When you copy the material below, keep every line exact and drop the pictures.

----- MATERIAL FOR THIS EXERCISE -----

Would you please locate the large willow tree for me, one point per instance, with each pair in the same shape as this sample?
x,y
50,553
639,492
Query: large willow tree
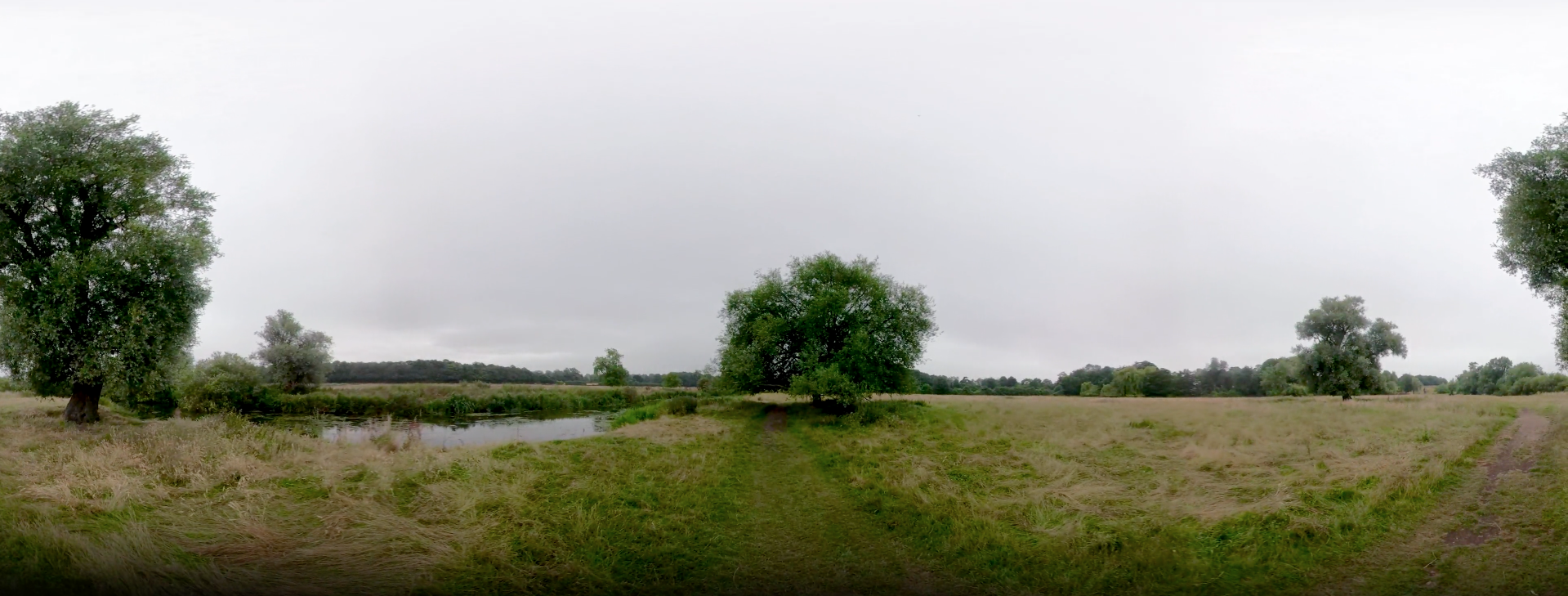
x,y
829,329
102,242
1532,222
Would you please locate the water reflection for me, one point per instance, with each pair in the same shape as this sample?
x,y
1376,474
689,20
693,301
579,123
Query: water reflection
x,y
452,433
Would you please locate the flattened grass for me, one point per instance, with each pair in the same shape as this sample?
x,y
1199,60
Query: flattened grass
x,y
1155,496
985,495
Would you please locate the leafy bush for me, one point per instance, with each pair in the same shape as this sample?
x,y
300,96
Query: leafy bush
x,y
829,384
681,405
890,411
223,383
636,415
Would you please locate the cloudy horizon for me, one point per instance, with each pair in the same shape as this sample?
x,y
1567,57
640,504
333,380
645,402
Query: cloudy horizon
x,y
529,184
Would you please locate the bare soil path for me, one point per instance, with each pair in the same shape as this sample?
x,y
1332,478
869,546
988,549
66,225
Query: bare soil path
x,y
1484,538
806,538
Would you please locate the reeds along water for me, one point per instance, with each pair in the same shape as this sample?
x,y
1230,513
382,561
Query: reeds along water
x,y
460,401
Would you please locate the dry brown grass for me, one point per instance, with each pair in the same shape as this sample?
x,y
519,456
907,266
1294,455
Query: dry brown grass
x,y
1204,459
131,498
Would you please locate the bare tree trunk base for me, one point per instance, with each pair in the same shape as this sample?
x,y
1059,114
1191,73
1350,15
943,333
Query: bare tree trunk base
x,y
83,405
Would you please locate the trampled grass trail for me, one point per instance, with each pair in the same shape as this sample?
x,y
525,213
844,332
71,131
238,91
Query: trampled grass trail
x,y
1048,496
1501,532
803,537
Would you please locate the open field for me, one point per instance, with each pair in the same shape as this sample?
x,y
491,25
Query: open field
x,y
967,495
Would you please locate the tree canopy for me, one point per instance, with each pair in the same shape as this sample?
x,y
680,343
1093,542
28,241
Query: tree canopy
x,y
1532,223
827,329
609,369
102,239
1347,350
295,358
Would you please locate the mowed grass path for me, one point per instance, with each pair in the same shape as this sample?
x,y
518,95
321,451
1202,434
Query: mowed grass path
x,y
963,496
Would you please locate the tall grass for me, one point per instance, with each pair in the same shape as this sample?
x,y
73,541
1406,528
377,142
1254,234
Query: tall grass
x,y
1155,496
433,401
1068,496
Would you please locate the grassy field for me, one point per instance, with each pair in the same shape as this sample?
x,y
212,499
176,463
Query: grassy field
x,y
979,495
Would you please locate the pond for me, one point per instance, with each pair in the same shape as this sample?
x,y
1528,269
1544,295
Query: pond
x,y
463,432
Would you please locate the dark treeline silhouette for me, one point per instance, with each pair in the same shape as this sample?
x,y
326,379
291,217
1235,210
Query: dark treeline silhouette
x,y
447,372
1501,377
458,372
1275,377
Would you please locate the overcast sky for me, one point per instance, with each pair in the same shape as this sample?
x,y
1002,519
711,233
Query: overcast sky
x,y
1073,182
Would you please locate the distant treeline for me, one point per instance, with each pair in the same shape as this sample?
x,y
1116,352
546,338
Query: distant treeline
x,y
1501,377
458,372
1275,377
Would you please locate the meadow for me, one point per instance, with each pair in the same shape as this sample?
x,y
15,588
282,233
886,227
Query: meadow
x,y
921,495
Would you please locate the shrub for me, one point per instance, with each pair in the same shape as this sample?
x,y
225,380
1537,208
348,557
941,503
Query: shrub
x,y
223,383
636,415
829,384
681,405
891,411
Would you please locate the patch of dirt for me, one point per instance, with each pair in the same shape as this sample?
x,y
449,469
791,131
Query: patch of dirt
x,y
1517,455
673,428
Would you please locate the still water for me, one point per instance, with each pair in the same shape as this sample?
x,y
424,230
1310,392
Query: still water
x,y
467,432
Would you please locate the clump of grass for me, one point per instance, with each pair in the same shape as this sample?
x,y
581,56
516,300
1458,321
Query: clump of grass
x,y
447,401
637,415
221,505
682,405
1076,496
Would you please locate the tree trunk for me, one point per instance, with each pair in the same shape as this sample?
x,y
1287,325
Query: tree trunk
x,y
83,403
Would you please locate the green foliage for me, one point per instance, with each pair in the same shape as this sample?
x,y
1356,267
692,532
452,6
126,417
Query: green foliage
x,y
609,369
825,312
938,384
1346,356
682,405
1534,195
829,384
1501,377
223,382
637,415
414,402
445,372
1283,377
102,240
297,360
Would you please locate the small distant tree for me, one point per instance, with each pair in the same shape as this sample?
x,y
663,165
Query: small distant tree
x,y
1532,226
295,360
1347,350
102,242
609,369
221,382
829,329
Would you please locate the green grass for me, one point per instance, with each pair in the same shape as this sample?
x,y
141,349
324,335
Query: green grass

-----

## [WRITTEN REPLY]
Would you please locate the large willow tree for me, one point per instance, with each pair in the same shape as this sample?
x,y
50,553
639,492
Query: large willow tree
x,y
829,329
102,242
1532,222
Would you please locate the water reflection for me, one point per instance, with each pair in the same shape as this sample?
x,y
1376,474
689,20
693,301
579,123
Query: water reflection
x,y
452,433
Would you please locate the flattened grass for me, one point per instance, with each pair in the same shape as this sample?
x,y
1199,60
Query: flattened grass
x,y
1155,496
985,495
Would you please locate the leafy bush for me, one point per instance, with each pair in the same shape as this sample?
x,y
300,96
Query: leafy bush
x,y
829,384
681,405
890,411
223,383
636,415
Would you please locate the cloudy horizon for me, one point per instance, with each pair in the same shape as this sample?
x,y
1567,57
640,504
333,380
645,402
Query: cloudy horizon
x,y
529,184
Would you please locate the bare soil path for me, one point per instance, with each pair in the same shape as this sample?
x,y
1332,478
869,546
988,549
66,225
Query: bare soil path
x,y
1484,538
806,538
Would you please locate the reeds along water for me, one point per instance, with each pair in the same shape as this sample?
x,y
1230,513
382,561
Query: reeds along water
x,y
460,401
Would you please locate the dry brown grass for me, one point per instance, with each pair in the same shape as this sample?
x,y
519,456
907,266
1294,455
Query: dry brown grass
x,y
1204,459
131,498
Would you please locate the bare tree trunk base for me, one point per instance, with each pair in the same shape as this sample?
x,y
1059,114
1191,73
1350,15
943,333
Query: bare tree trunk base
x,y
83,405
Would you please locate the trampled grass trail for me, one point per instance, with each pair in the same shape as this sample?
x,y
525,213
844,332
71,131
238,91
Query: trampled grass trail
x,y
1048,496
1501,532
803,537
Would you please locate the open field for me, one point per instance, with each pair in the same shape as this sample?
x,y
491,25
Query: open field
x,y
967,495
Would you please locate the tree canopy for me, one point per instance, with each pair in the same shape as this sample?
x,y
680,343
1093,542
28,241
Query: tree canopy
x,y
1532,223
827,329
609,369
102,239
1347,350
295,358
Would you please locate the mowed grass path for me, one point per instance, with each pair in the same shape as this sample?
x,y
518,95
321,451
1202,434
Query: mowed grass path
x,y
963,496
Would you please locate the tall grass for me, one point per instance, with each pair in the same shape as this sample?
x,y
73,541
1406,528
377,142
1254,234
Query: tall grass
x,y
1155,496
433,401
1068,496
Would you please locate the grassy field for me, one point per instance, with each pair in the same shape as this sample?
x,y
212,499
176,463
Query: grassy field
x,y
979,495
Would you please locate the pond for me, one point per instance, with each pair in the same shape as this sample?
x,y
1528,269
1544,295
Query: pond
x,y
463,432
Would you please locate the dark treeline silhouette for me, one point per instance, with each pair in the same shape as this sample?
x,y
326,379
291,217
1235,210
Query: dark treeline silhouette
x,y
447,372
1501,377
458,372
1275,377
Would you please locate the overcast sky for me, one point per instance, with each pair in the same shape as this sample?
x,y
1002,519
711,233
Query: overcast sky
x,y
1073,182
Would you please locate the distant treeline for me, one point per instance, with each pair in the same shape as this sample?
x,y
1116,352
546,338
Query: distant treeline
x,y
1501,377
458,372
1275,377
Would you please locate the meadow for me, one point per instance, with each pair in the same shape as this sample?
x,y
15,588
282,233
886,227
Query: meadow
x,y
921,495
Would you please locate the shrub for me, one point per instance, with each pair in the same shape as this sample?
x,y
225,380
1537,208
348,557
941,503
Query: shrub
x,y
223,383
636,415
829,384
681,405
891,411
Would you please locate the patch of dirt for me, one point per instance, with each pair in the same shape as this sample?
x,y
449,469
791,131
Query: patch of dirt
x,y
1517,455
673,428
Would you please locate the still water for me, one point per instance, with each pair in the same shape as this sample?
x,y
424,230
1310,392
Query: still water
x,y
467,432
Would you please locate the clump of grass for me, one point per instance, with each pair in the same shape as this sample?
x,y
581,56
516,300
1458,321
Query: clump of grass
x,y
447,401
637,415
221,505
682,405
1076,496
Would you please locate the tree trunk for me, one point per instance, with each pair in the same shape as this sample?
x,y
1287,325
Query: tree trunk
x,y
83,403
Would you please locate the green foliage for me, one point per instance, with each pair in the same shape as this sample?
x,y
1356,267
692,532
452,6
126,417
Query: green foliage
x,y
609,369
825,312
938,384
1346,356
682,405
1534,195
829,384
1501,377
223,382
637,415
414,402
445,372
1283,377
102,240
297,360
Would you please locate the small distant tree for me, one point per instance, with each pair in the same shape as this sample?
x,y
663,165
Query: small distant tree
x,y
1532,226
295,360
1347,350
102,242
609,369
221,382
829,329
Would you please locate the green grass for me, one point per instance, with each pair in the same shape as this sample?
x,y
141,349
324,335
Query: green grass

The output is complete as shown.